• _What to do_: Rewrite the records from the line that has "the tree in" through the line that has "[9,138,24,157]", both ends included. Keep every request as it is, but multiply each bounding box coordinate in the answers by 1.9 and round to a whole number, rounding halves up.

• _Records to use_:
-- begin --
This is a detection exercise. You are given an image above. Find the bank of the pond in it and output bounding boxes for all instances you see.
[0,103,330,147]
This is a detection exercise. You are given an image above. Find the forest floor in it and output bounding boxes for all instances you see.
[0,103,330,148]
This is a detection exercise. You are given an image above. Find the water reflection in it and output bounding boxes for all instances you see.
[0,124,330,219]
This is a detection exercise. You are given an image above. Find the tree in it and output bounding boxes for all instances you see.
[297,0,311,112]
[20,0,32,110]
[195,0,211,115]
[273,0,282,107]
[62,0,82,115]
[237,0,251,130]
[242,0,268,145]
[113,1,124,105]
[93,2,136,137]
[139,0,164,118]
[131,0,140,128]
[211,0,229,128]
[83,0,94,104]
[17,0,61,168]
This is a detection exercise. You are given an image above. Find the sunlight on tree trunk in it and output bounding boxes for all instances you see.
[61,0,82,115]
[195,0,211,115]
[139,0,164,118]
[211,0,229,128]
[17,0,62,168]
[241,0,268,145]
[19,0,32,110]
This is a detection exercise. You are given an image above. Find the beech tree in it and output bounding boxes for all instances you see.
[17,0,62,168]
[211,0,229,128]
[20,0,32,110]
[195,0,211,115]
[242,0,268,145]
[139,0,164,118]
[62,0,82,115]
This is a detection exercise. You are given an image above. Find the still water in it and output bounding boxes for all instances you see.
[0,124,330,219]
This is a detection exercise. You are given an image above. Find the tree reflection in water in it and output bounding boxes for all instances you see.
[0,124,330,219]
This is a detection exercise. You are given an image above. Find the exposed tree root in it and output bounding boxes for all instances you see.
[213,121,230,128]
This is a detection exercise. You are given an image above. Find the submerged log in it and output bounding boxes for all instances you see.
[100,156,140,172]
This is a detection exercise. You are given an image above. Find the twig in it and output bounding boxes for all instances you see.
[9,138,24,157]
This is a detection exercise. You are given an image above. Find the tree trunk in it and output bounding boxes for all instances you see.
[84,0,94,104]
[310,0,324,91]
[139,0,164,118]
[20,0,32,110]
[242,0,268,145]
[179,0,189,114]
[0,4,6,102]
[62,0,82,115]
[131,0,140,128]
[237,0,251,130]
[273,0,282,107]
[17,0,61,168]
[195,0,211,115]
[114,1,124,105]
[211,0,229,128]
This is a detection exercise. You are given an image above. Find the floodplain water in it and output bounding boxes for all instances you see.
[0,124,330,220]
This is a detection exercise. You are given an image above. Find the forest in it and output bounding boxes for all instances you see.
-- end --
• _Correct response_:
This is a detection exercise. You are given an image above. Find the tree in it and output bounding boxes for all instances you see.
[564,0,591,213]
[38,0,61,209]
[371,0,401,219]
[519,0,536,203]
[118,0,156,219]
[450,0,477,247]
[460,0,509,276]
[215,2,236,200]
[177,4,258,260]
[264,0,312,224]
[249,0,266,243]
[401,0,435,243]
[158,0,179,198]
[32,0,116,319]
This is a detection exercise. You are given an image above. Find the sunlight on tree trunk in it and output bounding boxes for all instances you see.
[116,0,156,219]
[371,0,401,219]
[264,0,312,224]
[401,0,435,243]
[32,0,118,319]
[458,0,509,276]
[36,0,61,209]
This is a detection exercise. You are given an image above. Find the beech tree in it and output bounding boxes for all instances you see.
[32,0,118,319]
[401,0,435,243]
[38,0,61,209]
[371,0,401,219]
[460,0,509,276]
[264,0,312,224]
[118,0,156,219]
This is a detection exercise. You are given an image above. Find the still water in it and output bounding boxes for all instances you see.
[0,236,627,416]
This is a detection exercise. You are given an image above. Find the tree reflection in water in it and output bounding boxes for all instances you see.
[0,236,627,416]
This is a detection exercise. You are given an image above. Find the exposed tree root in it and output bounding boxes for all instances you see.
[405,230,437,243]
This is a detection exercise. You are given an image above. Find the submerged log in it and output bounding boxes for all instances you see.
[190,296,266,327]
This is a detection exercise. You are given an image above. Find the twig in it and output bounding boxes for all instances you see.
[17,262,46,298]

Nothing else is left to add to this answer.